What you are asked to do: Render the data below as a Markdown table with the columns Row and Line. Number each line and omit blank lines.

Items listed in a dataset
^^^^^^^^

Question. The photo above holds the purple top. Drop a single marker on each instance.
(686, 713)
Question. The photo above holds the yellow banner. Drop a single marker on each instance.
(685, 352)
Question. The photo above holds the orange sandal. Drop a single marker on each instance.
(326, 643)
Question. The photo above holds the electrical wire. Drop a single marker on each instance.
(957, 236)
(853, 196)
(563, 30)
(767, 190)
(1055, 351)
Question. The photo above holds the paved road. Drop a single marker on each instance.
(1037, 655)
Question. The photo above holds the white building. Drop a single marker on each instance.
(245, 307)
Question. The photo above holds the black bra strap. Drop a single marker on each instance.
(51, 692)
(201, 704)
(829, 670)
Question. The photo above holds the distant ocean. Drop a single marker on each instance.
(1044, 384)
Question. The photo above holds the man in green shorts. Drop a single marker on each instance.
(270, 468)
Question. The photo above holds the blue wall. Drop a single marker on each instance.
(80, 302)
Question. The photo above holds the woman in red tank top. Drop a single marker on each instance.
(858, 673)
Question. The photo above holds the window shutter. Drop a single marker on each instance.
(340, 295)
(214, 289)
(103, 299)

^^^^^^^^

Final answer:
| Row | Line |
|---|---|
| 1 | Question. The photo above holds the purple top. Drop a single marker on each instance. |
| 2 | (686, 713) |
| 3 | Question. The photo above holds the yellow banner. Drop a single marker on each instance. |
| 4 | (685, 352) |
| 5 | Question. The photo above holds the orange sandal. Drop a single marker on each instance. |
| 6 | (326, 643) |
| 7 | Question. The photo above holds the electrical wire. Drop a single marker on each instance. |
| 8 | (957, 236) |
| 9 | (853, 196) |
| 10 | (563, 30) |
| 11 | (767, 190) |
| 12 | (1055, 351) |
| 13 | Question. The photo above holds the paved road. Drop a single marker on each instance. |
| 14 | (1037, 655) |
| 15 | Question. The photo above holds the white building. Drop a single marker on each instance. |
| 16 | (245, 307) |
| 17 | Question. The photo above holds the black bra strap. Drop a single marker on each instance. |
| 18 | (51, 692) |
| 19 | (201, 704) |
| 20 | (829, 670) |
| 21 | Question. The photo above holds the distant ocean. Drop a single marker on each instance. |
| 22 | (1044, 384) |
| 23 | Question. The photo above holds the man in green shorts. Drop a single marker on each instance. |
| 24 | (270, 468) |
| 25 | Question. The photo above holds the blue wall. Drop a single marker on each instance. |
| 26 | (80, 302) |
| 27 | Question. The photo above holds the woman in red tank top. Drop a single marker on each instance. |
| 28 | (858, 673) |
| 29 | Question. The photo above holds the window shutter. Drop a single marker on each instance. |
| 30 | (340, 295) |
| 31 | (214, 289) |
| 32 | (103, 299) |